Work order 1 |
Retype the green building article from "When my husband" to "require extra work.".
Work order 2 |
Which clay expert does the green building article say the builders worked with?
Work order 3 |
What natural features close to the land does the green building article name?

Document text |
The 7 Green Building Techniques We Used to Design Our Dream Home

When my husband and I decided to build a house in Sweden, we were under no impression that it be smooth sailing. Our green-ish standards (some musts, some dreams) would require extra work.

Especially with two little kids along for the ride. But when we found the land three years ago – a little over 12 acres, located in the very southern part of Sweden, close to stunning coastlines, epic beech tree forests, and nature reserves, as well as bigger cities like Copenhagen and Malmö – we knew we’d hit the jackpot. So we rolled up our sleeves and began.

The idea was: Build a foundation, four walls, and a roof, and incorporate all the eco-friendly ideas, materials, and systems we had the time and budget to handle. Here are some of the more earth-kind choices we ended up being able to use in the building process.

Clay plaster

We have been lucky to work with one of Sweden’s greatest clay experts, Hanna Nilsson, and sourced local clay for plastering the walls. Some of the benefits of clay plaster are: It makes your walls non-toxic and 100% natural, lowers the exposure of electro-magnetic radiation, and creates an incredible indoor environment by balancing humidity and clearing indoor airborne toxins.

Editor’s Note: Clay naturally produces negative ions, which repel the dirt and grime that normally build up on walls. It also feels amazing to touch – the end result is very alive and natural. Plus, the cost is comparable to standard plaster, most of which has toxic components.

(Excerpts from a dataset)

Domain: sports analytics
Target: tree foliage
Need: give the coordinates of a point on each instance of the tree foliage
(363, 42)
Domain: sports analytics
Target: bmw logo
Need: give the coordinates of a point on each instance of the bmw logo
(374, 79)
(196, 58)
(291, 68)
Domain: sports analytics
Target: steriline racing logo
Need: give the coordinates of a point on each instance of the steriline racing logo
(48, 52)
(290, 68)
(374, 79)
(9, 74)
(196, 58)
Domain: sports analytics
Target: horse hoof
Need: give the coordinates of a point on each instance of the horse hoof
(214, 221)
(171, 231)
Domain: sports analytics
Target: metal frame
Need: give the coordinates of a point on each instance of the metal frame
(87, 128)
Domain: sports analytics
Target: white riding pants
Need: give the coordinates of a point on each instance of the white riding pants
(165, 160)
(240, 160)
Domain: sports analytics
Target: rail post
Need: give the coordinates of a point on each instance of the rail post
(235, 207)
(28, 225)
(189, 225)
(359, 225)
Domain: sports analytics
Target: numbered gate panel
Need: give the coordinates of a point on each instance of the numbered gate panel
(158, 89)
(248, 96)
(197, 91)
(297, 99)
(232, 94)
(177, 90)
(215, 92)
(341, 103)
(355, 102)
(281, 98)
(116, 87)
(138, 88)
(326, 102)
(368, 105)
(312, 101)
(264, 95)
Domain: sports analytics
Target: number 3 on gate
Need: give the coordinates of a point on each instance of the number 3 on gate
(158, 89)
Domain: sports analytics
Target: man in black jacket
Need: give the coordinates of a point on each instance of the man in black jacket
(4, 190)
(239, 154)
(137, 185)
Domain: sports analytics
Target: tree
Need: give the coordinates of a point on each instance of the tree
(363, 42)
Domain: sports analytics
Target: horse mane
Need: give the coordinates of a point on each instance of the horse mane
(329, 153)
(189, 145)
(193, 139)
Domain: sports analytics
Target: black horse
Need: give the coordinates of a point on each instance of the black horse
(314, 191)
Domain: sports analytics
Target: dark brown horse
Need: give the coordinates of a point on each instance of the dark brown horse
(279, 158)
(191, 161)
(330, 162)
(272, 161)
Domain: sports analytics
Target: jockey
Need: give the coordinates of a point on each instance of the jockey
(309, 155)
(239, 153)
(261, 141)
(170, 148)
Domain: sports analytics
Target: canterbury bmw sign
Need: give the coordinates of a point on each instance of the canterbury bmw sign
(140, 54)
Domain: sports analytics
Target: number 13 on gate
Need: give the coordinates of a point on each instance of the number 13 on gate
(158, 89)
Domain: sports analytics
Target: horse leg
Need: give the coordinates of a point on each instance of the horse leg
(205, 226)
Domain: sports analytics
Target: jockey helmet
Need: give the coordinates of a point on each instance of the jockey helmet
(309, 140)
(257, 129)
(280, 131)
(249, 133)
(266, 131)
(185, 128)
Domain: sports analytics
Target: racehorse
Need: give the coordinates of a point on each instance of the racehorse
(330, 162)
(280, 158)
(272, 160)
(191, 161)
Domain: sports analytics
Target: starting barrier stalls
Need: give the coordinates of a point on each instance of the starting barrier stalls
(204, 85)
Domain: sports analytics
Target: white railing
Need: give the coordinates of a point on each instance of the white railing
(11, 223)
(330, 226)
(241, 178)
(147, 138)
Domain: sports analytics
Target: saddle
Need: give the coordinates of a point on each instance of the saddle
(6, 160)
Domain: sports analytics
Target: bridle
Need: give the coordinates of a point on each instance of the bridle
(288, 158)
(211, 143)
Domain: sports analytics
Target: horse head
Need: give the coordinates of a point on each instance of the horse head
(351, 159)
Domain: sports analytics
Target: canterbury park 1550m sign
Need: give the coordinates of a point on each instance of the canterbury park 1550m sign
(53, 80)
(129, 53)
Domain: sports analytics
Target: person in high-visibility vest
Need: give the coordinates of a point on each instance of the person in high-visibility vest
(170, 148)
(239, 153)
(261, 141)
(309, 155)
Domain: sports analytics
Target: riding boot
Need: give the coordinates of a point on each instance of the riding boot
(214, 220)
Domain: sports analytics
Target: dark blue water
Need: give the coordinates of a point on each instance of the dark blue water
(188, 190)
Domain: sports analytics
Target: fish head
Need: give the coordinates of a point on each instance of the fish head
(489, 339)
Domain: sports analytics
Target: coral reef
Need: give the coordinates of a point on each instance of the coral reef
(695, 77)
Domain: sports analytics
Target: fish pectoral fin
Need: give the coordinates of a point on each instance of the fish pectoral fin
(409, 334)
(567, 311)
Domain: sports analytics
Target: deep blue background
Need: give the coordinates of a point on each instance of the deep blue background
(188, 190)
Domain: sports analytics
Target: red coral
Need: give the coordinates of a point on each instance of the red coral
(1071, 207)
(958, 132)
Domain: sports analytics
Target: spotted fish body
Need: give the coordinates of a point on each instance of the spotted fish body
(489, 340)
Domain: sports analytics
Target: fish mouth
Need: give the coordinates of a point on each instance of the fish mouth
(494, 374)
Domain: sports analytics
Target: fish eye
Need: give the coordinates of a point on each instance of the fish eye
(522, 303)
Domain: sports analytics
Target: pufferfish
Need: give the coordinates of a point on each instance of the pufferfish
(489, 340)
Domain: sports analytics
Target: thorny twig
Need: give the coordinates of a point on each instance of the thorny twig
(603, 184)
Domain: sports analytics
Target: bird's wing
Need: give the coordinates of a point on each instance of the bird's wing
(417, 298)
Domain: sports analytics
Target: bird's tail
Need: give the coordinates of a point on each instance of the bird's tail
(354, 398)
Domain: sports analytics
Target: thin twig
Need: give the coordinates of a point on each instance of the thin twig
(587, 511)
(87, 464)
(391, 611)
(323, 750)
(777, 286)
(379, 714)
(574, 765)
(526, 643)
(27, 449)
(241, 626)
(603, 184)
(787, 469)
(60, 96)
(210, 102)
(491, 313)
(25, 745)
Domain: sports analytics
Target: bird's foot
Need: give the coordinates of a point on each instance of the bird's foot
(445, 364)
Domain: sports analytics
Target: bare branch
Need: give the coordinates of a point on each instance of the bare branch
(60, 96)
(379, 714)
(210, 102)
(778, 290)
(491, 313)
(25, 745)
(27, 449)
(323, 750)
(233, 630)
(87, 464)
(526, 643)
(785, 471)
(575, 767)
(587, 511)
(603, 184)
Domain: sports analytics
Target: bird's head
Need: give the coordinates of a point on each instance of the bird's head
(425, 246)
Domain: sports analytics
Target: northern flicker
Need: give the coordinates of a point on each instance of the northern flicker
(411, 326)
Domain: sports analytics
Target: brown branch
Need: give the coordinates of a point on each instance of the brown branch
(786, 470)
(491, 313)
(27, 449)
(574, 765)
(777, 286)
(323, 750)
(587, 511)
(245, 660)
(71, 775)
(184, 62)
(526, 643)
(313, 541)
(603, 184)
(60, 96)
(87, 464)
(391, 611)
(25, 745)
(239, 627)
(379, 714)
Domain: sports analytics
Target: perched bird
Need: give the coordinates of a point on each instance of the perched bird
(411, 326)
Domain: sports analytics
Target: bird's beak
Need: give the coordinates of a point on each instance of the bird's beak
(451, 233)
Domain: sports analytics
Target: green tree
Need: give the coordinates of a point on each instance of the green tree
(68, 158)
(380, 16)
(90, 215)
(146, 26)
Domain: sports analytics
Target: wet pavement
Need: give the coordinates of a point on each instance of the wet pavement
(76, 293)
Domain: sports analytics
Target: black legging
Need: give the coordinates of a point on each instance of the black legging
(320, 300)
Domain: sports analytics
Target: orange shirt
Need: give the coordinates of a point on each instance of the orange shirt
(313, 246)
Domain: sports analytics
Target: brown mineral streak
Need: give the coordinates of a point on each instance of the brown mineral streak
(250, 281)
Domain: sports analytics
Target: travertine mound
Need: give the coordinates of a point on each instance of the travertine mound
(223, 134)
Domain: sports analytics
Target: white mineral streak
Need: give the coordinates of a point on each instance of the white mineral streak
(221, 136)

Exercise result 1 |
When my husband and I decided to build a house in Sweden, we were under no impression that it be smooth sailing. Our green-ish standards (some musts, some dreams) would require extra work.

Exercise result 2 |
Hanna Nilsson

Exercise result 3 |
- Stunning coastlines
- Epic beech tree forests
- Nature reserves